◆ **Tasks to perform**:
**a)** In the passage on encrypting identifiers below, what does the identical first part of each encrypted value usually indicate?
**b)** Pick up the passage on encrypting identifiers below after its last sentence and continue it.

◆ **Passage**:
Why Encrypting Identifiers Won’t Solve the Problem

The LoveMatch engineering intern whips up a quick example that shows how to encrypts the user IDs before sending them to the client. They believe this will prevent attackers from easily guessing or enumerating the identifiers. Here is the output of the demo:

User: Alice
Original: 6789, Encrypted: Zml4ZWRpdjEyMzQ1Njc4Ofrf1MJnLhCCLc6HROSYAwU=
Original: 8966, Encrypted: Zml4ZWRpdjEyMzQ1Njc4OXDr17ote4kkvc5E5nQipXQ=
Original: 1234, Encrypted: Zml4ZWRpdjEyMzQ1Njc4OQjPtWd9n2GJ6qBuu7bpe7Y=
----
User: Bob
Original: 6789, Encrypted: Zml4ZWRpdjEyMzQ1Njc4Ofrf1MJnLhCCLc6HROSYAwU=
Original: 8966, Encrypted: Zml4ZWRpdjEyMzQ1Njc4OXDr17ote4kkvc5E5nQipXQ=
Original: 1234, Encrypted: Zml4ZWRpdjEyMzQ1Njc4OQjPtWd9n2GJ6qBuu7bpe7Y=

The intern thinks this is great and solves the problem. However, upon closer inspection, several issues become apparent:

  1. The encrypted identifiers are not random; they are deterministic based on the input identifier. An attacker can may be able to build a lookup table of encrypted identifiers and their corresponding plaintext values.

  2. The first part of each encrypted value is the same, which in most cases indicates a fixed IV (Initialization Vector). Using a fixed IV makes the encryption scheme vulnerable to certain types of attacks.

  3. The encrypted identifiers can still be used to reveal who has a shared interest in a particular user. An attacker can intercept and analyze the encrypted identifiers to infer relationships between users, even if they cannot directly decrypt the identifiers.

◆ **Supplied records**:

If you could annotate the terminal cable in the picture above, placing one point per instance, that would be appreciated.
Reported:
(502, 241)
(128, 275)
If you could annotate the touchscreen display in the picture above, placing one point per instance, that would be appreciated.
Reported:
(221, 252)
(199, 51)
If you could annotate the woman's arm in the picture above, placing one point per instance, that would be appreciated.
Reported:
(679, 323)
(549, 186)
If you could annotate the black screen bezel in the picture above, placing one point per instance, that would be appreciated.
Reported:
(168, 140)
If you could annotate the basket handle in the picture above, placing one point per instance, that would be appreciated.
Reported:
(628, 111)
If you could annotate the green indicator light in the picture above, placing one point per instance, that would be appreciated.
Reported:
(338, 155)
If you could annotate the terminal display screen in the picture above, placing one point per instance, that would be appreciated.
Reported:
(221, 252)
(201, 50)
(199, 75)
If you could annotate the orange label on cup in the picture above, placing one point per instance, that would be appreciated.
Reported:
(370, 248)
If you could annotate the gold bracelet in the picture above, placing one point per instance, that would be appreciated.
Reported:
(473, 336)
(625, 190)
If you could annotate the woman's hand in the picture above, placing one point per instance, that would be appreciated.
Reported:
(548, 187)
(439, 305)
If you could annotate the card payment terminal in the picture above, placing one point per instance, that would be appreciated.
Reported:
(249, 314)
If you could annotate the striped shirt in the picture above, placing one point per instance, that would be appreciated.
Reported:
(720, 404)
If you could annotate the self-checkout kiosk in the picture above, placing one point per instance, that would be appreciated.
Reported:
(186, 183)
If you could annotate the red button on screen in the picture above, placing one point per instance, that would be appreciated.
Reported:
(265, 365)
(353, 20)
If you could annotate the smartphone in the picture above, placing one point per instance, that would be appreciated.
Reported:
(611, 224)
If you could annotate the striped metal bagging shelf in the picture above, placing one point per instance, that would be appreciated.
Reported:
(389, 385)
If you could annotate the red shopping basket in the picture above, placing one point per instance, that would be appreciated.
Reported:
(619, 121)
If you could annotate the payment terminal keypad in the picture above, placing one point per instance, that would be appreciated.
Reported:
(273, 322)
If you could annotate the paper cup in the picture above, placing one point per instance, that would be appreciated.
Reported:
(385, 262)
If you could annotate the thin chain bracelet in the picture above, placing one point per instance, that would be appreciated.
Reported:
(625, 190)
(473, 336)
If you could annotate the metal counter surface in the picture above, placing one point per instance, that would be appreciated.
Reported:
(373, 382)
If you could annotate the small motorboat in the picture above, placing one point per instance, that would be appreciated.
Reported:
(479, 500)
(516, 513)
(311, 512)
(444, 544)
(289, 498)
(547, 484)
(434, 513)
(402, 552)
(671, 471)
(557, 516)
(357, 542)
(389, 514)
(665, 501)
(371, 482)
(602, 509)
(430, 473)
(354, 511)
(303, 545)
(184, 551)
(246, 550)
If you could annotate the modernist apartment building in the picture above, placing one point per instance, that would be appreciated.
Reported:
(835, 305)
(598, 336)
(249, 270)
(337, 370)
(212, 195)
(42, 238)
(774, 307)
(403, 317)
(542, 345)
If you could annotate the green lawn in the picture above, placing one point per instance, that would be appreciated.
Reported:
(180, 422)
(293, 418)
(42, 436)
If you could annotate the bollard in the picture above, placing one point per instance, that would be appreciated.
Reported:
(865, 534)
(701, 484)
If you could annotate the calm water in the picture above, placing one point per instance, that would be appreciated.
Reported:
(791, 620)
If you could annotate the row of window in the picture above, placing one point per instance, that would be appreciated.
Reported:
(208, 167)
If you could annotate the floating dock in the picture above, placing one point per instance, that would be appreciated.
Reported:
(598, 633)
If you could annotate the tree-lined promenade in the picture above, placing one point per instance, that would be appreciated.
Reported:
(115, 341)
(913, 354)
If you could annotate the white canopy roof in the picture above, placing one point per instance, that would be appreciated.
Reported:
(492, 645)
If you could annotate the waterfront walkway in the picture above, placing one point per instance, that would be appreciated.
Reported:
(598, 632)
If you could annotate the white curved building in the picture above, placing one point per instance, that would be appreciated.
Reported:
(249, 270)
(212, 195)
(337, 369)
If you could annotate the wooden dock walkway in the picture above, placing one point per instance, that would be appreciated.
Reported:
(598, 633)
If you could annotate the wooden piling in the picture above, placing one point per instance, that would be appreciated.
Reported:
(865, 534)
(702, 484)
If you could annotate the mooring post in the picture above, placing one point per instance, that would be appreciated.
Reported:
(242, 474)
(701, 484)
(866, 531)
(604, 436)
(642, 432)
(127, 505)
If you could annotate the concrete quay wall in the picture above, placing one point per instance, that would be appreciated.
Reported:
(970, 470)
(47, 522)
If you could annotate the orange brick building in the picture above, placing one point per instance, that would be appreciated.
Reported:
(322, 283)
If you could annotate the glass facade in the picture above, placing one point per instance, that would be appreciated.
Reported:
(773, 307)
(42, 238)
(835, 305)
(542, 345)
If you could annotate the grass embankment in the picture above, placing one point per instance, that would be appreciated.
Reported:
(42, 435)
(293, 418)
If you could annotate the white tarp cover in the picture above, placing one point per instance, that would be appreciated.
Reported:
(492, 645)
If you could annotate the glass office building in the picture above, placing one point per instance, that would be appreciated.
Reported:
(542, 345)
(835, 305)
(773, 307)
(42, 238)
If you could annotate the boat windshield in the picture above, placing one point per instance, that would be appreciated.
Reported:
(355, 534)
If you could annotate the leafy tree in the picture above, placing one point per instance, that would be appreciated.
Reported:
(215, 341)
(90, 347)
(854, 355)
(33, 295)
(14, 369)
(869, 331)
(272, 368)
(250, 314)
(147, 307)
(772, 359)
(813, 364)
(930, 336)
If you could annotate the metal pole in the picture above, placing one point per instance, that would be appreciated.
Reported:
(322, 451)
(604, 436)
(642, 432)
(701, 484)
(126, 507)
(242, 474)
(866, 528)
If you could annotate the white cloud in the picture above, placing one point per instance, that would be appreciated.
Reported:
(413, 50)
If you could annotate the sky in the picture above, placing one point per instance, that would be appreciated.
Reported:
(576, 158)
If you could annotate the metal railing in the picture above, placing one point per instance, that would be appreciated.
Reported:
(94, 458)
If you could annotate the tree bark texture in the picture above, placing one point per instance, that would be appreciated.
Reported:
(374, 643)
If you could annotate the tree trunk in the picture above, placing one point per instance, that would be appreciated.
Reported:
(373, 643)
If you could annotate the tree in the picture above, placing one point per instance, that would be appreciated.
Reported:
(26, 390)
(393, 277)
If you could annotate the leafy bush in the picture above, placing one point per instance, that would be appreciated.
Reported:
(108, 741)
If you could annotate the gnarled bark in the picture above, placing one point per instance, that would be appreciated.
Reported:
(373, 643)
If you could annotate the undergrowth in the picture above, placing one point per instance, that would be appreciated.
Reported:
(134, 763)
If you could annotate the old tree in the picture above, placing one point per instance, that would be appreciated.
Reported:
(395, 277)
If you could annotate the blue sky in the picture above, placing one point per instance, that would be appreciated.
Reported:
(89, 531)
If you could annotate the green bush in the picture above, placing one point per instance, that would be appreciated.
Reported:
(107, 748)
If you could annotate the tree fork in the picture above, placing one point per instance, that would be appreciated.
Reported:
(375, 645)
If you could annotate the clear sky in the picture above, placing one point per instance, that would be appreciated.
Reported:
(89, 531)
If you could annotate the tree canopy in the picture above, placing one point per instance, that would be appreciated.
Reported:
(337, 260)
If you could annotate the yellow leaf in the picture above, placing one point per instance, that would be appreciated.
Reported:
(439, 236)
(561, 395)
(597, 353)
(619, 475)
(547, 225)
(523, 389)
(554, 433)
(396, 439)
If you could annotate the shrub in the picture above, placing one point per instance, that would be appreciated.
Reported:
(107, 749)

◆ **Outputs for the tasks**:
**a)** It usually indicates a fixed IV (Initialization Vector).

**b)**
A project I worked years ago was a perfect demonstration about why encrypted identifiers could be insecure. A wireless lighting control system used encryption to hide the command identifiers sent to control the lights. They thought that if no one could understand the meaning of the commands then the system would be secure. By carefully observing the encrypted commands, an adversary could build a dictionary of encrypted commands and replay them to control the lights. The adversary didn’t need to decrypt the commands, they just needed to replay them. Rumor was this lighting system had been used in a building that experienced mysterious outages. Maybe I wasn’t the first to figure out this weakness.

Now, let’s take a look at the code that generated this problematic output:

import base64
from Crypto.Cipher import AES

SECRET_KEY = b'secretkey1234567' # bad
FIXED_IV = b'fixediv123456789' # even worse

def encrypt_identifier(identifier):
    key = SECRET_KEY
    iv = FIXED_IV
    cipher = AES.new(key, AES.MODE_CBC, iv)
    padded_identifier = identifier + ' ' * (16 - len(identifier) % 16)
    encrypted_identifier = cipher.encrypt(padded_identifier.encode())
    return base64.b64encode(iv + encrypted_identifier).decode()

def decrypt_identifier(encrypted_identifier):
    key = SECRET_KEY
    encrypted_data = base64.b64decode(encrypted_identifier)
    iv = encrypted_data[:16]
    cipher = AES.new(key, AES.MODE_CBC, iv)
    padded_identifier = cipher.decrypt(encrypted_data[16:])
    return padded_identifier.decode().rstrip()

for user in ['Alice', 'Bob']:
    print(f'User: {user}')
    for identifier in ['6789', '8966', '1234']:
        encrypted_identifier = encrypt_identifier(str(identifier))
        decrypted_identifier = decrypt_identifier(encrypted_identifier)
        assert identifier == decrypted_identifier
        print(f'Original: {identifier}, Encrypted: {encrypted_identifier}')
    print('----')

Now that the LoveMatch team has decided to encrypt the identifiers, they have even more security issues to worry about. Let’s break down the problems with this approach:

  1. Unauthenticated Encryption: The encryption scheme used in this example does not include any authentication mechanism. This means that an attacker can potentially manipulate the encrypted identifiers without detection. If the application relies on these identifiers for authorization or access control, an attacker could exploit this vulnerability to gain unauthorized access to resources.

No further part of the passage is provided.